Devourer of Books is giving away a copy of Queen of the Road. Leave a comment by August 8, 2008 to enter.

Book Room Reviews is also hosting the Hachette 14 book giveaway. The deadline for entering is August 9, 2008.

Also, don't forget the giveaway being hosted right here at Bookish Ruth! I'm giving away a copy of First Daughter by Eric Van Lustbader on July 30, 2008.

Review: Kaimira The Sky Village by Monk and Nigel Ashland

The Sky Village is the soaring debut to Monk and Nigel Ashland’s new young adult series, Kaimira. The Ashlands take the reader to a futuristic world where humans, animals and intelligent machines called meks have been fighting for decades.

In China, twelve-year-old Mei Long’s mother has been kidnapped by meks. Her father sends her to live in the Sky Village, an intricate web of hot air balloons that flies high above the earth, while he remains on land to search for his wife. He entrusts Mei with the care of the Tree Book. Mei’s mother would read to her from the Tree Book each evening, telling her fantastic tales of children with names like Breaker and Lizard Girl. Her father warns her not to open the book, but Mei, desperate for a way to find her mother, disobeys him. She soon discovers that the Tree Book is no ordinary book. The children from the stories are real, and Mei’s book allows her to communicate with Breaker, a teenage boy whose real name is Rom. Rom knows Mei as Dragonfly from his own parents’ stories.

◇ ◇ ◇ ◇ ◇

Required actions:
**1.** Answer these questions about the blog post:
(a) By what date must a comment be left to enter the Devourer of Books giveaway?
(b) What are the intelligent machines called in the world of Kaimira?
(c) By what name does Rom know Mei?
**2.** Translate this sentence from the blog post into Spanish: "She soon discovers that the Tree Book is no ordinary book."
**3.** Revise the blog post starting at "Review: Kaimira The" and ending at "fighting for decades.", and write it out with "meks" changed to "mechs".

◇ ◇ ◇ ◇ ◇

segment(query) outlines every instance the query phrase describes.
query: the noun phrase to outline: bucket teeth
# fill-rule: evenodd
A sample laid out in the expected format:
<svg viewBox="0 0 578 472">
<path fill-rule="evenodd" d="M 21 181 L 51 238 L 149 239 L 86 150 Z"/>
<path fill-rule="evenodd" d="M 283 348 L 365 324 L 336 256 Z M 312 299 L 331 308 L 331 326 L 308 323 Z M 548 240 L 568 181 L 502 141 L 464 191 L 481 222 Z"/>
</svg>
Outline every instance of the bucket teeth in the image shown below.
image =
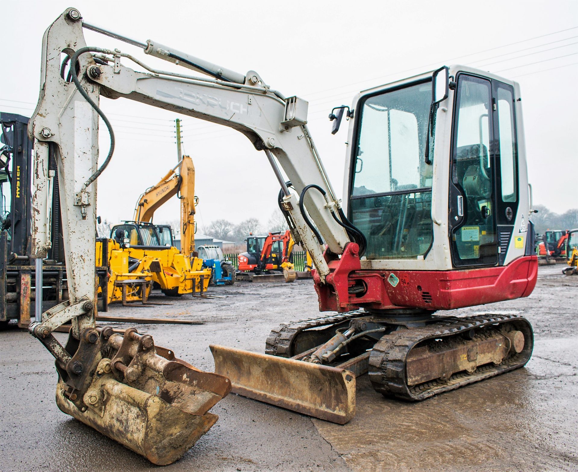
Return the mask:
<svg viewBox="0 0 578 472">
<path fill-rule="evenodd" d="M 179 459 L 210 429 L 218 417 L 209 410 L 231 391 L 227 377 L 199 370 L 168 350 L 157 352 L 152 338 L 134 328 L 110 336 L 102 351 L 110 357 L 98 362 L 86 391 L 71 398 L 59 379 L 57 404 L 158 465 Z"/>
</svg>

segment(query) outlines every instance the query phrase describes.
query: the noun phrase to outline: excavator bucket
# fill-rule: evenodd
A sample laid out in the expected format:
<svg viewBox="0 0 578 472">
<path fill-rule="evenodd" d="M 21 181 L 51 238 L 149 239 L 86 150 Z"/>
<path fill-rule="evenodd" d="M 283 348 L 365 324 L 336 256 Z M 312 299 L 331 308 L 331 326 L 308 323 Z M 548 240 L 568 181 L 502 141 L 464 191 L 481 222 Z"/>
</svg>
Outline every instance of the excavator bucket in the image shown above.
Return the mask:
<svg viewBox="0 0 578 472">
<path fill-rule="evenodd" d="M 97 331 L 83 334 L 66 371 L 75 371 L 82 357 L 90 357 L 82 340 Z M 93 344 L 98 344 L 94 339 Z M 154 464 L 177 460 L 217 421 L 218 417 L 208 410 L 231 391 L 229 380 L 176 358 L 135 328 L 124 336 L 103 328 L 99 340 L 102 354 L 90 369 L 87 388 L 71 388 L 59 369 L 58 407 Z"/>
<path fill-rule="evenodd" d="M 355 376 L 344 369 L 211 345 L 215 372 L 243 396 L 344 424 L 355 414 Z"/>
</svg>

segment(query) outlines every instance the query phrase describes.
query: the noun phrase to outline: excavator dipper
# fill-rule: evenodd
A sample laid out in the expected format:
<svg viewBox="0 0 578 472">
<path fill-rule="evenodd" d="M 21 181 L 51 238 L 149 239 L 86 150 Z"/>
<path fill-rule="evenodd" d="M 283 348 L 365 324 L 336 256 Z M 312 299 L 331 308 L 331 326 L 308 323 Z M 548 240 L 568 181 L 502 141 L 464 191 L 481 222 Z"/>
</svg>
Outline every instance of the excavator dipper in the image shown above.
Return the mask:
<svg viewBox="0 0 578 472">
<path fill-rule="evenodd" d="M 202 75 L 157 70 L 118 49 L 87 47 L 83 28 Z M 145 402 L 133 402 L 128 413 L 108 410 L 106 402 L 125 401 L 129 388 L 168 410 L 189 398 L 182 390 L 155 394 L 140 380 L 139 369 L 146 373 L 147 366 L 166 362 L 157 358 L 158 349 L 155 362 L 140 361 L 144 336 L 107 338 L 94 328 L 94 278 L 87 268 L 94 266 L 88 260 L 95 179 L 114 143 L 98 107 L 101 95 L 236 129 L 264 151 L 279 182 L 279 203 L 294 239 L 315 267 L 320 310 L 332 313 L 273 329 L 265 354 L 212 346 L 216 370 L 231 379 L 234 391 L 344 423 L 355 414 L 355 377 L 364 372 L 384 395 L 420 400 L 529 358 L 532 331 L 522 317 L 435 313 L 526 297 L 535 284 L 517 83 L 468 67 L 443 66 L 363 91 L 351 107 L 334 108 L 334 132 L 344 114 L 350 122 L 342 202 L 307 128 L 307 102 L 285 97 L 257 72 L 240 74 L 154 41 L 127 38 L 87 23 L 73 8 L 49 28 L 43 44 L 40 96 L 29 127 L 36 153 L 33 246 L 41 258 L 49 241 L 51 151 L 63 201 L 71 301 L 30 331 L 57 359 L 57 398 L 66 413 L 136 450 L 125 425 L 136 421 L 129 417 L 140 417 L 136 413 Z M 127 61 L 142 72 L 123 63 Z M 99 115 L 111 144 L 97 169 Z M 50 332 L 71 319 L 64 347 Z M 90 343 L 93 338 L 100 344 Z M 151 344 L 150 339 L 146 345 Z M 94 367 L 75 370 L 81 358 Z M 138 369 L 131 368 L 134 362 Z M 184 381 L 190 374 L 177 377 Z M 98 376 L 104 374 L 110 384 L 101 388 Z M 162 432 L 167 424 L 172 427 L 149 418 L 140 432 Z"/>
</svg>

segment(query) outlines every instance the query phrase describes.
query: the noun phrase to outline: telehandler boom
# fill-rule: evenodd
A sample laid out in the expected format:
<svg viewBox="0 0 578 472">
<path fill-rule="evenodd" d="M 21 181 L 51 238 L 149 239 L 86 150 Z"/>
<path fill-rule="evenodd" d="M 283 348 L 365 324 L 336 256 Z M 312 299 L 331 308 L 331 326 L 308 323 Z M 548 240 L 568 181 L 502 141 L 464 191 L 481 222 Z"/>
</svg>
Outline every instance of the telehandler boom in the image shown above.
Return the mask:
<svg viewBox="0 0 578 472">
<path fill-rule="evenodd" d="M 158 70 L 118 50 L 87 47 L 83 27 L 205 75 Z M 144 337 L 130 333 L 122 341 L 99 333 L 103 344 L 109 340 L 99 350 L 87 344 L 95 331 L 94 278 L 86 269 L 94 265 L 87 260 L 94 247 L 95 180 L 114 148 L 112 128 L 98 107 L 101 95 L 236 129 L 264 151 L 279 180 L 294 238 L 316 268 L 320 309 L 337 313 L 274 329 L 266 354 L 212 346 L 216 370 L 231 378 L 235 391 L 344 423 L 355 413 L 355 376 L 368 370 L 378 391 L 419 400 L 520 367 L 529 358 L 532 328 L 521 317 L 434 314 L 525 297 L 535 284 L 516 83 L 468 67 L 442 67 L 364 91 L 351 107 L 334 109 L 334 131 L 346 110 L 350 118 L 342 204 L 307 126 L 307 103 L 284 97 L 254 71 L 239 74 L 156 42 L 125 38 L 84 22 L 75 9 L 50 26 L 43 43 L 40 96 L 29 128 L 36 152 L 33 247 L 42 257 L 49 241 L 51 149 L 59 166 L 71 300 L 46 313 L 31 332 L 57 358 L 64 411 L 138 450 L 118 426 L 126 418 L 120 413 L 115 418 L 117 412 L 106 406 L 103 411 L 102 396 L 95 394 L 91 403 L 88 392 L 94 383 L 100 385 L 97 377 L 110 362 L 114 383 L 106 398 L 120 401 L 127 384 L 142 372 L 127 366 L 129 355 L 134 355 L 132 364 L 144 349 Z M 64 78 L 68 62 L 69 81 Z M 98 169 L 98 115 L 111 137 Z M 50 333 L 71 319 L 64 347 Z M 112 360 L 105 357 L 117 347 Z M 95 366 L 81 370 L 82 382 L 74 370 L 81 357 Z M 147 384 L 134 385 L 136 394 Z M 99 428 L 102 421 L 109 427 Z M 151 419 L 147 424 L 147 432 L 161 431 L 166 424 Z"/>
</svg>

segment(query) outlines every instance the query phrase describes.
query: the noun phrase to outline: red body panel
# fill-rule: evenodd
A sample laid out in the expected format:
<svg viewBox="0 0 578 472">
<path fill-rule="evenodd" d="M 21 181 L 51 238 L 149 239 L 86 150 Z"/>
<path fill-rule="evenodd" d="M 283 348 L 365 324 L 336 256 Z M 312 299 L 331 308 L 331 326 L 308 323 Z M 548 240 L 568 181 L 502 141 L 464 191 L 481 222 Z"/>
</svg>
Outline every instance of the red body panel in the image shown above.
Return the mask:
<svg viewBox="0 0 578 472">
<path fill-rule="evenodd" d="M 340 259 L 328 263 L 331 272 L 327 283 L 321 284 L 317 272 L 312 271 L 321 311 L 346 312 L 360 307 L 450 310 L 527 297 L 536 285 L 536 256 L 519 257 L 497 267 L 362 271 L 357 248 L 350 246 L 357 245 L 347 245 Z M 365 293 L 349 293 L 349 287 L 356 281 L 358 285 L 365 284 Z"/>
</svg>

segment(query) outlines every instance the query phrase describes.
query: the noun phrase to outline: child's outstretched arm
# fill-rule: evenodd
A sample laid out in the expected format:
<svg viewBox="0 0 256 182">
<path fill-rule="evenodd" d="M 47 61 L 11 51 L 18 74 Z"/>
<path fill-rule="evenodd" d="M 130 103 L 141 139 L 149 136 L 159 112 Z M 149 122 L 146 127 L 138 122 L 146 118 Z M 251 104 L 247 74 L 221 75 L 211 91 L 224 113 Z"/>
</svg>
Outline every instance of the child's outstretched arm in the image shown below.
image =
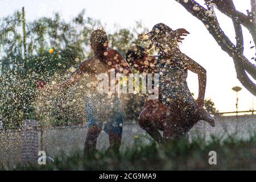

◇ ◇ ◇ ◇ ◇

List of solutions:
**1.**
(a) August 8, 2008
(b) Meks
(c) Dragonfly

**2.** Pronto descubre que el Libro del Árbol no es un libro común.

**3.**
Review: Kaimira The Sky Village by Monk and Nigel Ashland

The Sky Village is the soaring debut to Monk and Nigel Ashland’s new young adult series, Kaimira. The Ashlands take the reader to a futuristic world where humans, animals and intelligent machines called mechs have been fighting for decades.